**** EXERCISE INPUTS ****
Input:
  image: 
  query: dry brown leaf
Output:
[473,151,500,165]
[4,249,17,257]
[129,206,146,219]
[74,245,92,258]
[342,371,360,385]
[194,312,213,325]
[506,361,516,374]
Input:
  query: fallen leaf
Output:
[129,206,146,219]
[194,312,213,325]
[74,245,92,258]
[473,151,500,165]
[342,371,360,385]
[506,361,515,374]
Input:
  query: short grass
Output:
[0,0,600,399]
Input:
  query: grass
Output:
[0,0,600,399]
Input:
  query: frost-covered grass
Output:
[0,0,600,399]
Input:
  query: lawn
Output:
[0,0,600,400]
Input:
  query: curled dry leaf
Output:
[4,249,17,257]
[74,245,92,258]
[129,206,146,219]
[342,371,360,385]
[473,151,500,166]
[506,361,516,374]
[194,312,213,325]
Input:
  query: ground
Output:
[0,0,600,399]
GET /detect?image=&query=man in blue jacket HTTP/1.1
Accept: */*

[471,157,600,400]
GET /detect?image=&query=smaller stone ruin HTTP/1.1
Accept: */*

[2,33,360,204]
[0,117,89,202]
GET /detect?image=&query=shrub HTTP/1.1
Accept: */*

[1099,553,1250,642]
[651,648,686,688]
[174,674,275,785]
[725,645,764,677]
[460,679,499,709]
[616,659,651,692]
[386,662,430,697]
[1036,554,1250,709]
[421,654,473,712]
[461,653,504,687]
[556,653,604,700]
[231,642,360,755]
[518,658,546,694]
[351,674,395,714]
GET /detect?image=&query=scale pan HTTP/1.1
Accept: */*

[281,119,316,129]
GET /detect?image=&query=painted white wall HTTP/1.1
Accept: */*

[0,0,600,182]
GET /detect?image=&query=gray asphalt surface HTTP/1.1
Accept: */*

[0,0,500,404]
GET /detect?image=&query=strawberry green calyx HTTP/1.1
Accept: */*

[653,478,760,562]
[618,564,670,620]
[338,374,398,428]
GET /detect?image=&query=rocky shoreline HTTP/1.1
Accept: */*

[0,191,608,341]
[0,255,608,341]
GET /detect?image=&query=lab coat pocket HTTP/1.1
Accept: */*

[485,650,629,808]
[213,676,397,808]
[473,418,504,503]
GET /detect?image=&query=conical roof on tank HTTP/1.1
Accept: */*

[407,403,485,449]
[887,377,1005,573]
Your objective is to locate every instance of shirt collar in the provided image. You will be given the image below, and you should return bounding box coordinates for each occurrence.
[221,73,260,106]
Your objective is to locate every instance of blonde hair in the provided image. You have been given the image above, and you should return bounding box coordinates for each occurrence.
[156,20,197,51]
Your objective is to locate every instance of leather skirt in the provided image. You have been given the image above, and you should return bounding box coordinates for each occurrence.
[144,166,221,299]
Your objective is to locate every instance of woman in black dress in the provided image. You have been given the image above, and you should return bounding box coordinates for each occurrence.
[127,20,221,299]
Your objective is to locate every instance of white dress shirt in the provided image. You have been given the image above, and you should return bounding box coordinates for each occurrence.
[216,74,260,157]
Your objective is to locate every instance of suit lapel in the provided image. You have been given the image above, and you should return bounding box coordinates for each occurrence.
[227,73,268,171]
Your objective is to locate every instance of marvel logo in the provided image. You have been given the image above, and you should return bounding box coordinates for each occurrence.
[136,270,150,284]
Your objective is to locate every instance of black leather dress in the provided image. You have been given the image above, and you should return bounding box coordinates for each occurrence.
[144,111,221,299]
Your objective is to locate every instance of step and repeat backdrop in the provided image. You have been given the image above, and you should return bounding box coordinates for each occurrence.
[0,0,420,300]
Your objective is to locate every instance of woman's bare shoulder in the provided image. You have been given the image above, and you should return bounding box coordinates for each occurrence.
****
EXERCISE AIM: Copy out all of the lines above, putting "stony coastline" in place of "rocky shoreline" and leaving everything else as it is.

RESPONSE:
Input:
  image: 
  query: dry brown leaf
Output:
[473,151,500,165]
[4,249,17,257]
[129,206,146,219]
[74,245,92,258]
[342,371,360,385]
[194,312,213,325]
[506,361,516,374]
Input:
  query: fallen leaf
Output:
[129,206,146,219]
[194,312,213,325]
[74,245,92,258]
[473,151,500,165]
[342,371,360,385]
[506,361,515,374]
Input:
  query: short grass
Output:
[0,0,600,399]
Input:
  query: grass
Output:
[0,0,600,399]
Input:
  query: frost-covered grass
Output:
[0,0,600,399]
Input:
  query: lawn
Output:
[0,0,600,400]
Input:
  query: curled dry leaf
Output:
[4,249,17,257]
[74,245,92,258]
[129,206,146,219]
[342,371,360,385]
[473,151,500,166]
[506,361,516,374]
[194,312,213,325]
Input:
  query: ground
Output:
[0,0,600,399]
GET /detect?image=&query=man in blue jacket HTTP/1.1
Accept: */*

[471,157,600,400]
GET /detect?image=&query=smaller stone ruin HTTP/1.1
Accept: */*

[2,33,360,204]
[0,117,89,202]
GET /detect?image=&query=shrub HTTP/1.1
Accept: */*

[1099,553,1250,642]
[651,648,686,688]
[174,674,275,785]
[725,645,764,677]
[460,679,499,709]
[616,659,651,692]
[386,662,430,697]
[1036,554,1250,709]
[421,654,473,712]
[461,653,504,687]
[556,653,604,700]
[231,642,360,755]
[518,658,546,694]
[351,674,395,714]
GET /detect?image=&query=scale pan HTTP/1.1
Accept: */*

[281,119,316,129]
GET /detect?image=&query=painted white wall HTTP/1.1
Accept: */*

[0,0,600,182]
GET /detect?image=&query=gray asphalt surface HTTP/1.1
Accept: */*

[0,0,500,404]
GET /detect?image=&query=strawberry green calyx HTTP/1.1
Accept: */*

[653,478,760,562]
[618,564,670,620]
[338,374,398,428]
GET /detect?image=&query=stony coastline HTTP/1.1
Accept: */*

[0,191,608,341]
[0,255,608,341]
GET /detect?image=&query=lab coat pocket HTTP/1.1
Accept: */*

[485,650,629,808]
[213,676,397,808]
[473,418,504,503]
GET /detect?image=&query=conical roof on tank HTTP/1.1
Accept: */*

[407,403,485,449]
[887,377,1005,573]
Your objective is to locate every instance of shirt collar in the provided image. You will be given the image below, and you should return bounding box coordinates for each occurrence.
[221,73,260,106]
Your objective is to locate every instance of blonde hair in the provided image. You have been given the image above, and you should return bounding box coordinates for each occurrence.
[156,20,197,51]
Your objective is to locate every instance of leather skirt in the provided image. You have been given the image above, and you should return bounding box coordinates for each occurrence.
[144,166,221,299]
Your objective is to locate every instance of woman in black dress in the provided image. You have been given the image above, and you should return bounding box coordinates for each occurrence.
[127,20,221,299]
Your objective is to locate every instance of white dress shirt in the provided image. You have been given the image above, and you should return bounding box coordinates for each occurrence.
[216,74,260,157]
Your objective is to locate every instance of suit lapel in the provided image. You have been given the image above, and you should return bounding box coordinates for each occurrence.
[227,73,268,171]
Your objective is to locate every instance of marvel logo in the provided image. You have been given the image above, and you should return bounding box coordinates for each occurrence.
[136,270,150,284]
Your objective is to locate every instance of black leather dress in the provided image. You have been given the image above, and you should return bounding box coordinates for each occurrence.
[144,111,221,299]
Your objective is to locate every instance of step and repeat backdrop in the provided image. You have been given the image above, and you should return bounding box coordinates for each occurrence.
[0,0,420,300]
Your objective is to locate every instance of woman's bare shoulder in the provided image. You have been given the image above, and you should return bounding box coordinates for each occurrence.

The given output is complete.